- **記事**
----
本連載では、人材マネジメントを研究している神戸大学 経済経営研究所・江夏幾多郎准教授が、人事評価についてのさまざまな考え方をご紹介。人事評価制度を導入する企業、評価者・被評価者である従業員のそれぞれが、人事評価のポテンシャルをどのように開拓し、有益な方法としていけばよいか、その道筋を考察します。
第7回目は「人事評価への納得を生む、被評価者の前向きな将来展望の醸成方法」について考察します。
期待外れの人事評価に納得する被評価者
前回は、被評価者が「正確性や公正性の実現を確信しにくい人事評価になる背景」について、報酬原資の総枠の決定過程や、人事評価の意思決定構造に着目して紹介した。
多くの組織では、被評価者一人ひとりに、あらかじめ決められた報酬原資を多段階評価を通じて割り振る、という手順をとる。そこでは相対評価が避けられず、評価者として実際に「与えられる」評価や報酬の水準が、「与えたい」水準をひんぱんに下回る。そのため、評価や報酬の理由について、評価者から被評価者へ十分にフィードバックされず、被評価者は人事評価の正確性や公正性、ひいては納得を感じにくくなる。
----
- **課題**
人事評価の記事から、次の問いに答えなさい。
1. この連載で人事評価についての考え方を紹介しているのは誰か。
2. 第7回目では何について考察するか。
3. 多くの組織では、報酬原資をどのような手順で割り振るか。
----
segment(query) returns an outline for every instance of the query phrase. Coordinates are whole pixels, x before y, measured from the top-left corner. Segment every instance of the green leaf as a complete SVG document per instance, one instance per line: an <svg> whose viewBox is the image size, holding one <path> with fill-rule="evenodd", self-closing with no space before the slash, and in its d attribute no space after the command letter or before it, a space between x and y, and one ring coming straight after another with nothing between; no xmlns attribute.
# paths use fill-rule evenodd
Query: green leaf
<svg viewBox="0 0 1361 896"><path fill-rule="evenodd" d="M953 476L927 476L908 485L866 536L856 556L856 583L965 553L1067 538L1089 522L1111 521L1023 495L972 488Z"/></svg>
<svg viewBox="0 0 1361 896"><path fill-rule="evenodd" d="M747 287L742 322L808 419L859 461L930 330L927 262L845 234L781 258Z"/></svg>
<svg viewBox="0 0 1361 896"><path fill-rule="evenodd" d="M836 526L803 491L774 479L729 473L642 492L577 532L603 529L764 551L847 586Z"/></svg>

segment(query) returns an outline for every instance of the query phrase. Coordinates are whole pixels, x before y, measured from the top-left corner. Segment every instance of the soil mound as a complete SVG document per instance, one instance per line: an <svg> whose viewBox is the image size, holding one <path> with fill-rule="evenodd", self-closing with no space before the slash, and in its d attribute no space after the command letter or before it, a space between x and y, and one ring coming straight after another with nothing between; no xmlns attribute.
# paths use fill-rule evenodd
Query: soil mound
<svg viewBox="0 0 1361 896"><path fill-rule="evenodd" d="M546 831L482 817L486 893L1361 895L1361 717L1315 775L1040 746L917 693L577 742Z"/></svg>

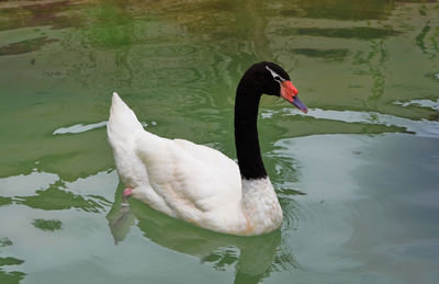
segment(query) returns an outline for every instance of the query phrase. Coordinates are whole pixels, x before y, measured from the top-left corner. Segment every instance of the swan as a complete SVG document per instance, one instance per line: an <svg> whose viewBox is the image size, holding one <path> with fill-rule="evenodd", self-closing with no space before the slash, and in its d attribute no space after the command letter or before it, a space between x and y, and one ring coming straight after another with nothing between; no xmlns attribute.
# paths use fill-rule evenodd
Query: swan
<svg viewBox="0 0 439 284"><path fill-rule="evenodd" d="M114 92L106 130L119 177L126 186L123 195L223 234L255 236L279 228L282 208L258 140L258 109L263 93L282 96L307 112L282 67L267 61L252 65L236 91L236 163L206 146L146 132Z"/></svg>

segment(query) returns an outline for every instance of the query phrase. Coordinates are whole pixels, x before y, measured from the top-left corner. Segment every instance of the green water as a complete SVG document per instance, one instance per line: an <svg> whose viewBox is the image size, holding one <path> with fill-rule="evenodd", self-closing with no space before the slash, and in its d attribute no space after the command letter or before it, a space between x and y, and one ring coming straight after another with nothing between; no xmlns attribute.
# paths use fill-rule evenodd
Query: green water
<svg viewBox="0 0 439 284"><path fill-rule="evenodd" d="M112 91L235 158L235 88L260 60L309 107L261 101L281 229L121 207ZM437 283L438 98L437 1L0 1L0 282Z"/></svg>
----
- **解答**
1. 神戸大学 経済経営研究所の江夏幾多郎准教授。
2. 「人事評価への納得を生む、被評価者の前向きな将来展望の醸成方法」。
3. 被評価者一人ひとりに、あらかじめ決められた報酬原資を多段階評価を通じて割り振る。